### [WHAT YOU WILL DO]
- 1) Write out the part of the Alien 3 review that opens with the words containing "It's boring. It's" and closes with "maintain any suspense.".
- 2) Answer these about the Alien 3 review:
(a) In what year did the writer first watch the movie?
(b) How long into the movie does the Alien rampage begin?
(c) Why isn't Ripley telling the doctor about the Alien?

### [SOURCE]
Alien 3 also reverses Cameron's trend away from artsy-fartsy moody sets and towards forgettable utilitarian sets. The world here is once again imposing and oppressively attractive. And that ties in neatly with the nihilistic tone of the movie, which I was able to embrace a bit more fully this time around. If you look at it that way, there's a respectable feeling of destiny to Ripley's fate in the end.


But despite these merits I still feel much the same watching this today as I did in 1992, and there are two main reasons for this and I will address them in reverse order:

It's boring. It's an entire hour before the Alien rampage begins, and we spend most of that hour waiting for the doctor to tell Ripley about his drunken ER accident that resulted in his imprisonment. It felt exactly like being jerked around by a character from LOST, waiting for them to finally unburden themselves and then realizing they could have done so a while ago. Meanwhile Ripley isn't telling him about the Alien because she doesn't think he'll believe her, but there's really no stake in whether he believes her or not. Even after the Alien is public knowledge the movie really doesn't maintain any suspense.

### [RECORDED INFORMATION]
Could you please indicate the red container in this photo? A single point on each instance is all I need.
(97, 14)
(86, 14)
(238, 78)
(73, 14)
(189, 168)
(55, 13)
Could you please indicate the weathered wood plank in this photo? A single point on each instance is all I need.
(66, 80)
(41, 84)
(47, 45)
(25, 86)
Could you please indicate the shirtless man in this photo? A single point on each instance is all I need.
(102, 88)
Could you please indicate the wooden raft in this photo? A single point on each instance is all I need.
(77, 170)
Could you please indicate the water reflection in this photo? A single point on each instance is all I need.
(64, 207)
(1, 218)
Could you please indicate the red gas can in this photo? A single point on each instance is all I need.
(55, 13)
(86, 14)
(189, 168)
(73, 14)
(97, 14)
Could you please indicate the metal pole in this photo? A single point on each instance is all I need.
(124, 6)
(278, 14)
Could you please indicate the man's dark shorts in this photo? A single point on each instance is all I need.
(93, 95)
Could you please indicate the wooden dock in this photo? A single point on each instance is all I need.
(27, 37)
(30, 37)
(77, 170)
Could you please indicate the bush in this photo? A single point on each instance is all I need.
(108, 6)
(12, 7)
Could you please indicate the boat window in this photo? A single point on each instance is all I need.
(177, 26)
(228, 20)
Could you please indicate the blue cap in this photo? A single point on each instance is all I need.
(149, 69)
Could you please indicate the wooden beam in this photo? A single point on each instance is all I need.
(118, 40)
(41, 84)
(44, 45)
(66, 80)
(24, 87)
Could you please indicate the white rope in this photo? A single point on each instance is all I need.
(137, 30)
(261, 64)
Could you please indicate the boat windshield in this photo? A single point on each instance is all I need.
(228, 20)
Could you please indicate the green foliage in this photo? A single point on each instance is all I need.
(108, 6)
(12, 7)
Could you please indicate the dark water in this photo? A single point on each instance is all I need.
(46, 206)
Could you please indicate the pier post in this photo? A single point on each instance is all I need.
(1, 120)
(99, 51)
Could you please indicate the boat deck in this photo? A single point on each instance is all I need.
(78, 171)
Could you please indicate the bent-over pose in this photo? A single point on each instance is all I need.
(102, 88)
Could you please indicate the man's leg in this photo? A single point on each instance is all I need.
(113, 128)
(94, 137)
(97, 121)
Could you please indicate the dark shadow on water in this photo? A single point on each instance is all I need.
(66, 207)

### [ANSWERS PER TASK]
- 1)
It's boring. It's an entire hour before the Alien rampage begins, and we spend most of that hour waiting for the doctor to tell Ripley about his drunken ER accident that resulted in his imprisonment. It felt exactly like being jerked around by a character from LOST, waiting for them to finally unburden themselves and then realizing they could have done so a while ago. Meanwhile Ripley isn't telling him about the Alien because she doesn't think he'll believe her, but there's really no stake in whether he believes her or not. Even after the Alien is public knowledge the movie really doesn't maintain any suspense.

- 2)
(a) 1992.
(b) An entire hour.
(c) She doesn't think he'll believe her.